* _GOAL_: Restate the full set of records exactly, without adding or dropping a word.

* _RECORDS FOR THE EXERCISE_:
______________________________
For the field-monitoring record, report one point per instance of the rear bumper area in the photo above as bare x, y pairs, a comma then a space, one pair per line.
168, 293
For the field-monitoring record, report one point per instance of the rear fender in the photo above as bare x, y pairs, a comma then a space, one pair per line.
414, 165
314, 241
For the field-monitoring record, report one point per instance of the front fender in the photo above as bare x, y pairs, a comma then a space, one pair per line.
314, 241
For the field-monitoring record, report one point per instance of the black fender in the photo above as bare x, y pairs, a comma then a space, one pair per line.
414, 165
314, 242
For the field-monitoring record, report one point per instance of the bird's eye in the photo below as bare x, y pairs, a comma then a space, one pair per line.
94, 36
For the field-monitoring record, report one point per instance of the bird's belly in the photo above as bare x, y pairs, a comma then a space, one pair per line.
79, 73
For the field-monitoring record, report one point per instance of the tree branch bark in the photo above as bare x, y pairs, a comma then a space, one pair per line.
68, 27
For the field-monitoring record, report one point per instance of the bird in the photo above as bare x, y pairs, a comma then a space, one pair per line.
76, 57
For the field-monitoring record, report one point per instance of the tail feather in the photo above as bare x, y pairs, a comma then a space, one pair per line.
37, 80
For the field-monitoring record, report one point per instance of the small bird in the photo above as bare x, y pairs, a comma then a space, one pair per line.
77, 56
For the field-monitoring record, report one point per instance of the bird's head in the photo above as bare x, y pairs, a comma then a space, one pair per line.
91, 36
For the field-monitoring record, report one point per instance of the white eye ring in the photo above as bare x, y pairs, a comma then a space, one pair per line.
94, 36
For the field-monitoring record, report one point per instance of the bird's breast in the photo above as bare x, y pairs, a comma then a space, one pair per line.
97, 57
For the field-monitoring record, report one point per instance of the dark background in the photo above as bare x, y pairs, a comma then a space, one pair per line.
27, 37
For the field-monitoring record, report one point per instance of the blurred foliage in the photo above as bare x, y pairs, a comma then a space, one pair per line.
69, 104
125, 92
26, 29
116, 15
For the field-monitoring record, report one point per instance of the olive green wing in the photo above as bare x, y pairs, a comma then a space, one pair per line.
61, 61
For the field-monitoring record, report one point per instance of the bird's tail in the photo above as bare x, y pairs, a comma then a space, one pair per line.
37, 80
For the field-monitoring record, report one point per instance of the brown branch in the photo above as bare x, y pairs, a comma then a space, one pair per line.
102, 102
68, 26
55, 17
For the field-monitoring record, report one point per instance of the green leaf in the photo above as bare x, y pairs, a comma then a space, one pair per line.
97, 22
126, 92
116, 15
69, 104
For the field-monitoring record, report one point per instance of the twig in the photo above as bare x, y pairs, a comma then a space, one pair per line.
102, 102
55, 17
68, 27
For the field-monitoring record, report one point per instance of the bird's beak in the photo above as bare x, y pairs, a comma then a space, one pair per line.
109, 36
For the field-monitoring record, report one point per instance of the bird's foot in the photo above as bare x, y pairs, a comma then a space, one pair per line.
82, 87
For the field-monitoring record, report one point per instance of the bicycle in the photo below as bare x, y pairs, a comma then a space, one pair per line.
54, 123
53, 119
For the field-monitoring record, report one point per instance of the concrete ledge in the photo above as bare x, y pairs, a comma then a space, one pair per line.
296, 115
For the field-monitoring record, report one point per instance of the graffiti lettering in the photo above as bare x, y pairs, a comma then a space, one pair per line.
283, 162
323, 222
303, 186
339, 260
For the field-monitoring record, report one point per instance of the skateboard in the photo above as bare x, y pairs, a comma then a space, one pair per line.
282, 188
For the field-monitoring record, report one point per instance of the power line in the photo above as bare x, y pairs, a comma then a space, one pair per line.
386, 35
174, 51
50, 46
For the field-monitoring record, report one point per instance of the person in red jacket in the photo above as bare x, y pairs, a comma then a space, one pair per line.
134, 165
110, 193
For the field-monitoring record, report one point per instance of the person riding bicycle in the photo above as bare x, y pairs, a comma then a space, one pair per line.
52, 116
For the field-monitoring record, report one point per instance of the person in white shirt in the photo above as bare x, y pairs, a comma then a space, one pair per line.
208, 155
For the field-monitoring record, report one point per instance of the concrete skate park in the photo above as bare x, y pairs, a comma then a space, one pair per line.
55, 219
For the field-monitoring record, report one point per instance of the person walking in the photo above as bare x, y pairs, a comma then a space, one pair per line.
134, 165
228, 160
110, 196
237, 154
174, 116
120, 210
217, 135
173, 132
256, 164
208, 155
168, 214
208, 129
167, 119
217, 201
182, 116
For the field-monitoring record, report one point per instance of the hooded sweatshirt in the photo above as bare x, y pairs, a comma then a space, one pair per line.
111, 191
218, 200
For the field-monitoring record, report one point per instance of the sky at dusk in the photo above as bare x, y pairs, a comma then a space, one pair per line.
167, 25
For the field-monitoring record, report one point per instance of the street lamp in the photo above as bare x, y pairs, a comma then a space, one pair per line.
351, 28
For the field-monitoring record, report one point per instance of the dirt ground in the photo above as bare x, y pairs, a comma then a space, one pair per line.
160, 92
______________________________
* _THE OUTPUT_:
For the field-monitoring record, report one point per instance of the rear bumper area in the photo above as bare x, y pairs, a comma then a space, one pair per line.
168, 293
For the field-monitoring record, report one point per instance of the rear fender in the photo above as bare x, y pairs, a comma then a space, one pair per line.
414, 165
314, 241
For the field-monitoring record, report one point per instance of the front fender in the photo above as bare x, y pairs, a comma then a space, one pair per line.
314, 241
For the field-monitoring record, report one point per instance of the black fender in the photo above as bare x, y pairs, a comma then a space, one pair per line.
414, 165
314, 242
For the field-monitoring record, report one point per instance of the bird's eye in the photo below as bare x, y pairs, a comma then a space, one pair per line.
94, 36
For the field-monitoring record, report one point per instance of the bird's belly in the photo above as bare x, y pairs, a comma then a space, one pair per line.
79, 73
For the field-monitoring record, report one point per instance of the tree branch bark in the photo above as bare x, y pairs, a comma then a space, one pair per line.
68, 27
For the field-monitoring record, report one point per instance of the bird in the photo above as bare x, y pairs, a comma then a space, one pair per line.
76, 57
For the field-monitoring record, report one point per instance of the tail feather in the photo above as bare x, y pairs, a comma then a space, one pair per line.
37, 80
For the field-monitoring record, report one point per instance of the small bird in the photo above as bare x, y pairs, a comma then a space, one pair per line.
77, 56
For the field-monitoring record, report one point per instance of the bird's head in the photo above as bare x, y pairs, a comma then a space, one pair per line.
91, 36
For the field-monitoring record, report one point per instance of the white eye ring in the photo above as bare x, y pairs, a comma then a space, one pair per line.
94, 36
For the field-monitoring record, report one point per instance of the bird's breast in the photo above as bare x, y pairs, a comma then a space, one pair per line.
97, 57
For the field-monitoring record, report one point per instance of the dark background in the photo above as bare x, y pairs, a comma then a space, one pair per line.
27, 37
For the field-monitoring record, report one point per instance of the blurred foliage in the photo above as bare x, y pairs, a comma then a space, one pair per line.
69, 104
125, 92
26, 29
116, 15
For the field-monitoring record, report one point per instance of the olive green wing in the photo above as bare x, y pairs, a comma then a space, one pair per line.
61, 61
For the field-monitoring record, report one point per instance of the bird's tail in the photo above as bare x, y pairs, a comma then a space, one pair per line.
37, 80
For the field-monitoring record, report one point per instance of the brown branch in the photo above as bare x, y pairs, a comma then a space, one pair per line.
102, 102
68, 26
55, 17
For the field-monitoring record, report one point per instance of the green leaf in the photo above as bare x, y pairs, a comma then a space, one pair per line.
97, 22
126, 92
116, 15
69, 104
For the field-monitoring record, report one point per instance of the twig in the photo above as bare x, y pairs, a comma then a space, one pair per line.
102, 102
55, 17
68, 27
For the field-monitoring record, report one point per instance of the bird's beak in the photo above as bare x, y pairs, a comma then a space, one pair per line.
109, 36
For the field-monitoring record, report one point per instance of the bird's foot in the photo above as bare x, y pairs, a comma then a space, one pair per line.
82, 87
For the field-monitoring record, report one point per instance of the bicycle in the photo below as bare x, y pairs, a comma then a space, one pair per line.
54, 123
53, 119
For the field-monitoring record, report one point per instance of the concrete ledge in the photo above as bare x, y pairs, a comma then a space, one pair per line.
296, 115
For the field-monitoring record, report one point per instance of the graffiti lettering in the photo above as bare x, y pairs, a comma then a space, one pair per line.
283, 162
323, 222
303, 186
339, 260
For the field-monitoring record, report one point per instance of the skateboard in the photo above as bare x, y pairs, a comma then a space, one pair per line.
282, 188
For the field-monitoring record, report one point per instance of the power line in the photo above as bare x, y pairs, a comma then a space, one pair per line.
386, 35
174, 51
50, 46
For the field-monitoring record, report one point per instance of the person in red jacket in the photo above as bare x, y pairs, a comma then a space, one pair per line.
134, 165
110, 193
For the field-monitoring record, report one point per instance of the person riding bicycle in the photo above as bare x, y pairs, a comma then a space, one pair per line.
52, 116
For the field-monitoring record, report one point per instance of the person in white shirt in the photo above as bare x, y pairs, a comma then a space, one pair per line.
208, 155
For the field-monitoring record, report one point per instance of the concrete skate park in the photo above as bare x, y pairs, a comma then a space, one pair per line.
55, 219
For the field-monitoring record, report one point per instance of the person walking in the photo above as bare x, y pairs, a comma then a space, one pair per line.
134, 165
228, 160
110, 196
237, 154
174, 116
120, 210
217, 135
173, 132
256, 164
208, 155
168, 214
208, 129
167, 119
217, 201
182, 116
For the field-monitoring record, report one point per instance of the hooded sweatshirt in the photo above as bare x, y pairs, a comma then a space, one pair per line.
111, 191
218, 200
For the field-monitoring record, report one point per instance of the sky at dusk in the photo above as bare x, y pairs, a comma then a space, one pair per line.
167, 25
For the field-monitoring record, report one point per instance of the street lamp in the photo above as bare x, y pairs, a comma then a space, one pair per line.
351, 28
For the field-monitoring record, report one point per instance of the dirt ground in the photo above as bare x, y pairs, a comma then a space, one pair per line.
160, 92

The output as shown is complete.